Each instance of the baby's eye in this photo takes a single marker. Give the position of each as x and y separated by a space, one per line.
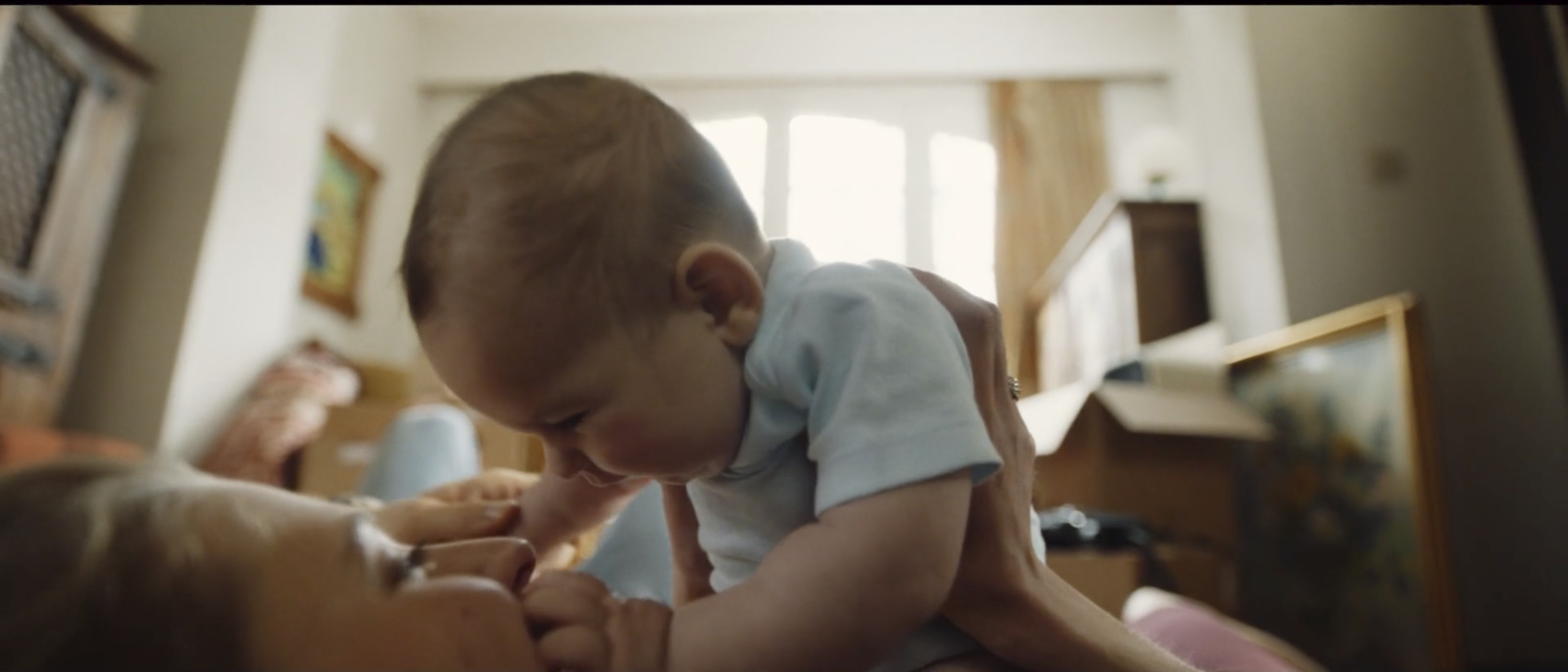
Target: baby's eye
410 567
569 423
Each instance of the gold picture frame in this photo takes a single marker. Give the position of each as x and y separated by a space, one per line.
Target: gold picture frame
339 224
1343 531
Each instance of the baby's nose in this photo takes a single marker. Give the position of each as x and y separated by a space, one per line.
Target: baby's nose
564 462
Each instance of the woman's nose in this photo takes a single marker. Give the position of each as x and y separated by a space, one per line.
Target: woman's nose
507 559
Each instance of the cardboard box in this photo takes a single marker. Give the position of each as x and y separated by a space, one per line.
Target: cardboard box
1109 577
334 462
1165 456
383 384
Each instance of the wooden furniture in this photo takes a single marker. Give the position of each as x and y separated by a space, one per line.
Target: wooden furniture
1131 273
70 104
24 445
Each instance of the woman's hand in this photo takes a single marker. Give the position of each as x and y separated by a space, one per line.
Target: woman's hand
1004 598
480 506
579 625
998 556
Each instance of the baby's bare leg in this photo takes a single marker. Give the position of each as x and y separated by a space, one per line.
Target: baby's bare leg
979 661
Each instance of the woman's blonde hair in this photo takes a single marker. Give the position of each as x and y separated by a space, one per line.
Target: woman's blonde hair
99 572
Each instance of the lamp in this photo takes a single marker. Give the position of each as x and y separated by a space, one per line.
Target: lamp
1157 157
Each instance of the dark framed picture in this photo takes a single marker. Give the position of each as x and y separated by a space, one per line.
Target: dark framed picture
1343 547
339 224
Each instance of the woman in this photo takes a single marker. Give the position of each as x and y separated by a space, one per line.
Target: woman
156 566
115 566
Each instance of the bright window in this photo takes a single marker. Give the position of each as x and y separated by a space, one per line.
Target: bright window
744 143
846 188
898 172
963 212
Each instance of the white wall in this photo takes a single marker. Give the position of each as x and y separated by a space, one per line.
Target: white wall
375 105
138 313
483 46
251 258
1337 85
1217 109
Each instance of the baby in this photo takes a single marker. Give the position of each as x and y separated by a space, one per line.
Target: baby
582 265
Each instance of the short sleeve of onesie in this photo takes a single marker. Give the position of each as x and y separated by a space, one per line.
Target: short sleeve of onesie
885 378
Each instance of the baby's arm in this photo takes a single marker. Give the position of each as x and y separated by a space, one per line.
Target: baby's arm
836 594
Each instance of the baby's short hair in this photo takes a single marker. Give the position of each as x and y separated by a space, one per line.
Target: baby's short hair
585 185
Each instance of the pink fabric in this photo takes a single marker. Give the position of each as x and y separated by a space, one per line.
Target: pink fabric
1206 643
284 412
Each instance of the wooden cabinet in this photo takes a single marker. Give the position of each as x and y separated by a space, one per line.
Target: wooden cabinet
1131 273
70 102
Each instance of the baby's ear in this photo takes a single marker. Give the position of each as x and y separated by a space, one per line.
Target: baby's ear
723 284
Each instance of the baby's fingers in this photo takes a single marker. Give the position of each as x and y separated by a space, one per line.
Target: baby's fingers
574 648
557 606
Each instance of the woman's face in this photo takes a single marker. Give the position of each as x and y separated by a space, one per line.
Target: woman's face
328 591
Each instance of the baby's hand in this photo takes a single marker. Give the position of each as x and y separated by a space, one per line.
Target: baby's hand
579 625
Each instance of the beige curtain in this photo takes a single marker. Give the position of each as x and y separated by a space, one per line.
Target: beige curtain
1051 168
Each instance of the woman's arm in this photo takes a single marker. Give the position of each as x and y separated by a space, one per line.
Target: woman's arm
1004 598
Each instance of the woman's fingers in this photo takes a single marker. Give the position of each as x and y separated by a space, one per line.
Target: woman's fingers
433 522
562 606
564 599
639 632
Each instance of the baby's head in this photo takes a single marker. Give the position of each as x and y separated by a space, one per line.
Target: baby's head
582 265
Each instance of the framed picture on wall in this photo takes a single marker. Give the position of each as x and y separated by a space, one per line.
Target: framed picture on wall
339 224
1343 547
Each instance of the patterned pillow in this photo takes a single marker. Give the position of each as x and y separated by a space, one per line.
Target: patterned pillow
284 412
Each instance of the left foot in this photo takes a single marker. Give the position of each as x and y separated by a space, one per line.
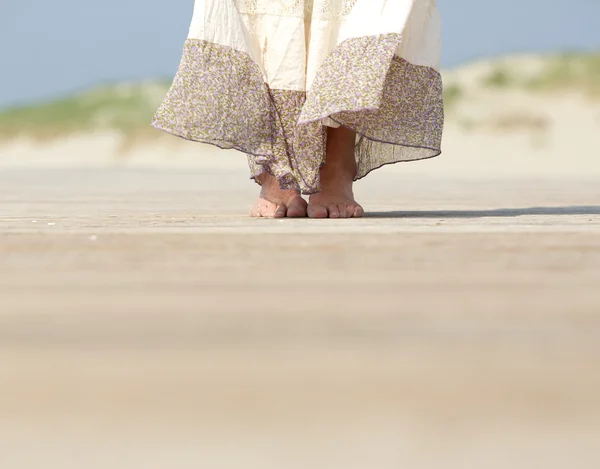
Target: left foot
274 202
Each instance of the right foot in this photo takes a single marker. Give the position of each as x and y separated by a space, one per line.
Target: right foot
275 202
336 199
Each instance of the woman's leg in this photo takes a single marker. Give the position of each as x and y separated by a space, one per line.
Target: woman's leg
336 199
277 203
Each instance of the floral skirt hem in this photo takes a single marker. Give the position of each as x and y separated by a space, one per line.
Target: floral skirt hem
219 96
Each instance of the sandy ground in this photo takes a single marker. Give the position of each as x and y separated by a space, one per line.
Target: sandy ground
145 322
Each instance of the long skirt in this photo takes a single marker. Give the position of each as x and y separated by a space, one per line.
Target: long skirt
268 77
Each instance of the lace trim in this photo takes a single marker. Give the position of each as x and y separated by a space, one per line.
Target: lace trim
327 9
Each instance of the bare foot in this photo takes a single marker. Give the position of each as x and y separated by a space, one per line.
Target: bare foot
336 199
274 202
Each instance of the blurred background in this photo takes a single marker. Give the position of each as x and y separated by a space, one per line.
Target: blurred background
144 323
521 77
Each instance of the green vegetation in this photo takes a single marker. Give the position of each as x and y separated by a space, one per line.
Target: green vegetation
570 71
499 78
129 107
124 107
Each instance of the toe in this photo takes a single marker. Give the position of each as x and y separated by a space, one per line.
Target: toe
317 211
333 211
296 211
281 211
270 211
358 211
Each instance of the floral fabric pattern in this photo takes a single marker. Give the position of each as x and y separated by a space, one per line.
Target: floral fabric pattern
219 97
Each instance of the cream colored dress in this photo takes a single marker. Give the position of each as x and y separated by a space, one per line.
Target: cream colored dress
267 77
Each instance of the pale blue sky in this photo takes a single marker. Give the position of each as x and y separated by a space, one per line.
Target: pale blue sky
51 47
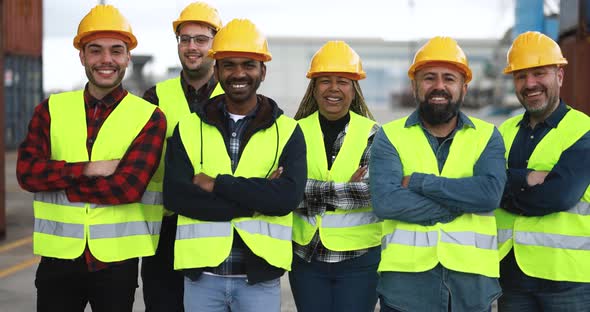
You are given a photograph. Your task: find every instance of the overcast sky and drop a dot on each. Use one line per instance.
(151, 21)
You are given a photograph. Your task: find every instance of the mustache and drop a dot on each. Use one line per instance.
(238, 81)
(106, 66)
(439, 93)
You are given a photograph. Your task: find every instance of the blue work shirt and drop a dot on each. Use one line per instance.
(564, 186)
(429, 199)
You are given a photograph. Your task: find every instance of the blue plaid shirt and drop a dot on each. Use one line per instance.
(234, 263)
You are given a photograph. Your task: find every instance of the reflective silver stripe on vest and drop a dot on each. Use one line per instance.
(267, 229)
(403, 237)
(60, 198)
(504, 235)
(429, 239)
(552, 240)
(124, 229)
(200, 230)
(581, 208)
(152, 198)
(57, 198)
(349, 219)
(59, 228)
(308, 219)
(470, 239)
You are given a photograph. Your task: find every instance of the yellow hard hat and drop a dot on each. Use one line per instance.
(533, 49)
(104, 21)
(198, 12)
(441, 50)
(336, 57)
(240, 38)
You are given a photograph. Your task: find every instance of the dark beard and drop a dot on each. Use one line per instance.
(438, 114)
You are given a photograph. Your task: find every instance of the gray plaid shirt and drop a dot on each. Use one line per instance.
(344, 195)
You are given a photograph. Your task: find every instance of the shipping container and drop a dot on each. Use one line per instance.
(574, 40)
(2, 179)
(22, 27)
(569, 13)
(575, 91)
(23, 90)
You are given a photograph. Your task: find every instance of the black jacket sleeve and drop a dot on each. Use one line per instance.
(187, 199)
(277, 197)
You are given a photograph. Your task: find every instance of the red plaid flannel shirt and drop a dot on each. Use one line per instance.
(36, 172)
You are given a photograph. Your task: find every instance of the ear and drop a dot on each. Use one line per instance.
(560, 74)
(262, 71)
(81, 55)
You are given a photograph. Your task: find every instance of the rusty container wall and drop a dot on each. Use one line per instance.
(22, 92)
(2, 159)
(575, 90)
(23, 27)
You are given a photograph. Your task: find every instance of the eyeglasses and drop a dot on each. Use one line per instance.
(199, 40)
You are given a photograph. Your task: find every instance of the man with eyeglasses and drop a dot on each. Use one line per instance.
(194, 29)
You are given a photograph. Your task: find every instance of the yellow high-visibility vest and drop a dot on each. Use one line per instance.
(555, 246)
(339, 230)
(113, 232)
(468, 243)
(207, 244)
(173, 103)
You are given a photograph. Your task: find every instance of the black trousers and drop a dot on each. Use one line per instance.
(68, 286)
(163, 288)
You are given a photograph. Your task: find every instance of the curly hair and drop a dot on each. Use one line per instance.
(309, 105)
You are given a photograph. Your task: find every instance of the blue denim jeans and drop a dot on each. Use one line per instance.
(224, 294)
(350, 285)
(564, 297)
(438, 289)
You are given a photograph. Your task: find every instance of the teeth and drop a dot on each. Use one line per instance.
(534, 93)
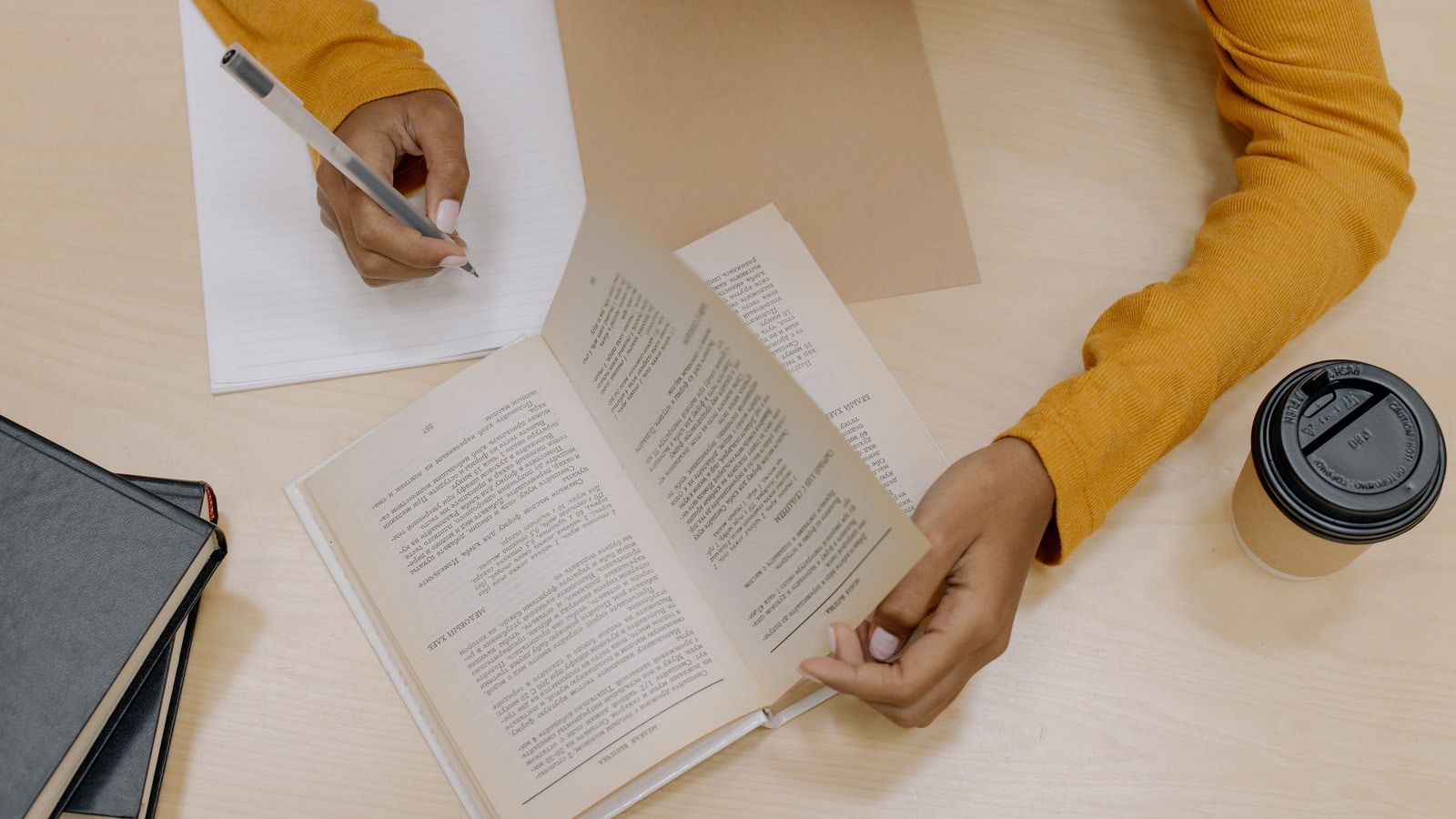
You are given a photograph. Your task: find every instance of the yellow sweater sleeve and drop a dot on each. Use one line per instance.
(1322, 187)
(334, 55)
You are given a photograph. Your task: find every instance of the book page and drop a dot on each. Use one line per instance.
(772, 511)
(283, 300)
(558, 642)
(766, 274)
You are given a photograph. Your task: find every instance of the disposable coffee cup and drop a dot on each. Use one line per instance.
(1343, 455)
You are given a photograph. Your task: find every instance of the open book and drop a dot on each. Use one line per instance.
(599, 554)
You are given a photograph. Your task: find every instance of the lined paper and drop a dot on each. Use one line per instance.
(283, 302)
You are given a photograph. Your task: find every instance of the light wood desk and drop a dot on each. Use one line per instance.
(1157, 673)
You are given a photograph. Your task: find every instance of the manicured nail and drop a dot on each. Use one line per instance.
(446, 215)
(883, 644)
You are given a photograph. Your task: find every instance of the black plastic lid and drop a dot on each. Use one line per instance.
(1349, 452)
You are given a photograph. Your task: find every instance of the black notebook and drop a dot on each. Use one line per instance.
(95, 576)
(126, 775)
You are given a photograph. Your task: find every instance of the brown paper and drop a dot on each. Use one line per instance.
(693, 113)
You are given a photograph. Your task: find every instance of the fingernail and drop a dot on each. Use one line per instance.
(883, 644)
(446, 215)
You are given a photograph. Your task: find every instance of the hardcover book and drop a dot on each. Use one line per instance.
(126, 777)
(95, 576)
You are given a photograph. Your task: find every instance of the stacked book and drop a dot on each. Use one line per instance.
(99, 579)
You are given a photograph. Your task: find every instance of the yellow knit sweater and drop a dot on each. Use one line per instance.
(1322, 189)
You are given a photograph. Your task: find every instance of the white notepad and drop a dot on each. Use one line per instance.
(283, 302)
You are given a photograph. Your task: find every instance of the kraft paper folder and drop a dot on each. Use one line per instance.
(693, 114)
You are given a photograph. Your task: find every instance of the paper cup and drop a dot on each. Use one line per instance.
(1343, 455)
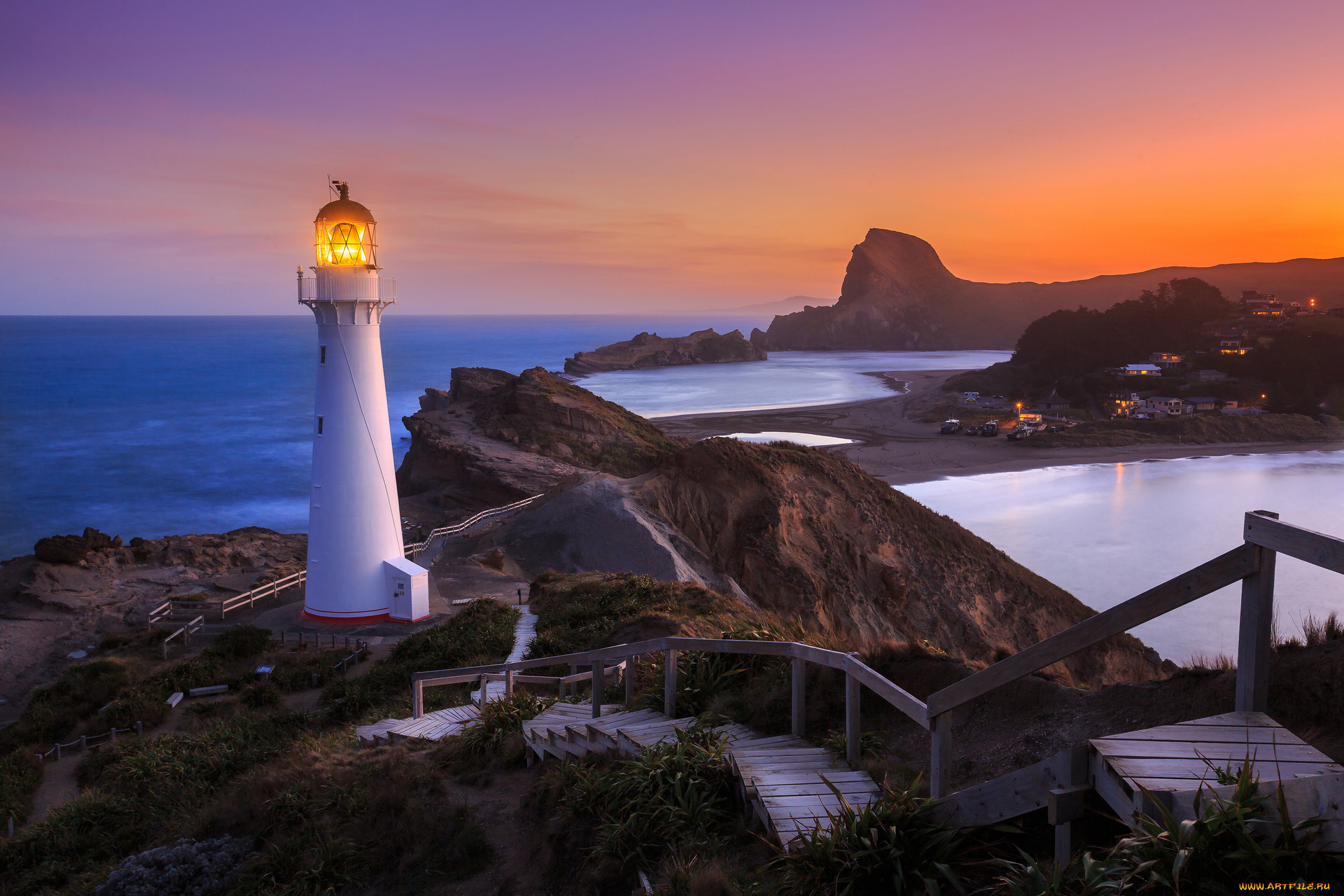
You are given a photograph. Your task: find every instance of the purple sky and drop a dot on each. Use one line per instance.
(587, 158)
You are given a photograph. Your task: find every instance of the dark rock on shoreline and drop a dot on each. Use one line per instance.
(651, 349)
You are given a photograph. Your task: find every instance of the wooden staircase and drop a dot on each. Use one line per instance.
(788, 785)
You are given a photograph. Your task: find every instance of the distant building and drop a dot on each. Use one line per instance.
(1053, 403)
(1172, 406)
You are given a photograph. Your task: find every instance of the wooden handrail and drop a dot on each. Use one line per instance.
(857, 673)
(1296, 542)
(1189, 586)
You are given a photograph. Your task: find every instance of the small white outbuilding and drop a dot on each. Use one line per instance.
(407, 583)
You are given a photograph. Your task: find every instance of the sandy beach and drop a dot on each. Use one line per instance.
(902, 450)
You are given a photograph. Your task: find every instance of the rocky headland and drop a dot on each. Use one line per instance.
(800, 532)
(651, 349)
(74, 589)
(898, 296)
(493, 438)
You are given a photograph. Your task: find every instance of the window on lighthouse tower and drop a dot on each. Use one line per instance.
(346, 245)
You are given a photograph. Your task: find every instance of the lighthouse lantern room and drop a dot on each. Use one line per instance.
(356, 566)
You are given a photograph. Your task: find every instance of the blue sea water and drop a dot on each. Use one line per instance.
(172, 425)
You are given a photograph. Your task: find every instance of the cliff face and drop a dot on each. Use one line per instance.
(651, 349)
(898, 296)
(495, 438)
(806, 532)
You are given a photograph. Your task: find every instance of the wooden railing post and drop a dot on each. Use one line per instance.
(598, 688)
(940, 761)
(800, 708)
(851, 719)
(670, 682)
(1256, 634)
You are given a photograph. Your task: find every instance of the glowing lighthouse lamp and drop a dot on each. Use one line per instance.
(356, 566)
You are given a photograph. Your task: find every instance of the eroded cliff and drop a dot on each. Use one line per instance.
(806, 532)
(651, 349)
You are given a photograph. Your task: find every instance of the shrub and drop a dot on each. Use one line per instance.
(241, 643)
(186, 868)
(888, 846)
(1224, 846)
(672, 797)
(500, 722)
(19, 778)
(261, 695)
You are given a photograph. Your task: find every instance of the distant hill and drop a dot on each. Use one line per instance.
(778, 307)
(897, 295)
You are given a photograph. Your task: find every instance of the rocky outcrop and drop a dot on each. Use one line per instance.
(78, 589)
(898, 296)
(806, 532)
(493, 438)
(651, 349)
(593, 524)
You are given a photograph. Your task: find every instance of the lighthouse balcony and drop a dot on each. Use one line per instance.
(347, 289)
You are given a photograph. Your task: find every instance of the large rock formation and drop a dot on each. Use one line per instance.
(651, 349)
(898, 296)
(493, 438)
(806, 532)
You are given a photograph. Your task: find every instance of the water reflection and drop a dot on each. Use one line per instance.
(1108, 532)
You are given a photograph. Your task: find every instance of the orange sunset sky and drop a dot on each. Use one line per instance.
(609, 156)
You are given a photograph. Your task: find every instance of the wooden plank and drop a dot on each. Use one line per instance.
(1112, 789)
(1189, 586)
(1252, 719)
(999, 799)
(1196, 770)
(1217, 751)
(898, 697)
(799, 696)
(1212, 734)
(1317, 548)
(1257, 624)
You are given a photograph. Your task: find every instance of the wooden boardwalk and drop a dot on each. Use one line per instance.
(523, 633)
(1172, 762)
(785, 780)
(445, 723)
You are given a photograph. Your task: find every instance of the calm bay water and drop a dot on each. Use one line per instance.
(172, 425)
(1110, 531)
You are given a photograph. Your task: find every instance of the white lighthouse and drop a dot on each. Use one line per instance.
(356, 567)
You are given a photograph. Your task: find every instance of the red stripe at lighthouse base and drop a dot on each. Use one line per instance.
(344, 621)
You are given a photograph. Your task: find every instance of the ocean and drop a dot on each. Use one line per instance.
(171, 425)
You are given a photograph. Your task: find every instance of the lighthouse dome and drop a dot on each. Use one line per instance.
(343, 211)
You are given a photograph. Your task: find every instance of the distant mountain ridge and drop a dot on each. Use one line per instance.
(898, 296)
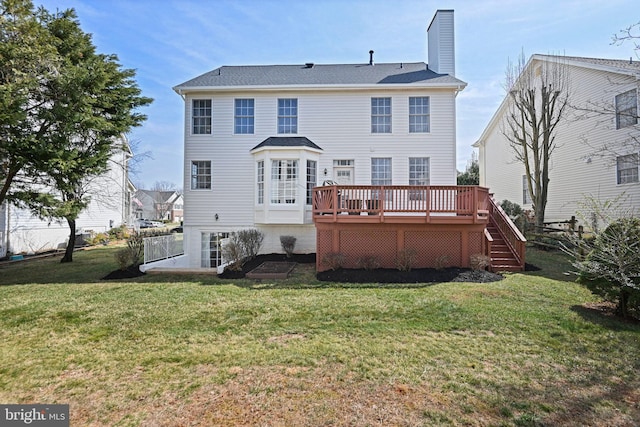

-*-

**Exercise details:** Pull out every line of the records above that contains the word "cardboard", and copy each one in full.

**Output of the exercise:**
Each instance of the cardboard box in this photo takes a single marker. Give the position of each as x and y separated by a space, one per line.
Target: cardboard box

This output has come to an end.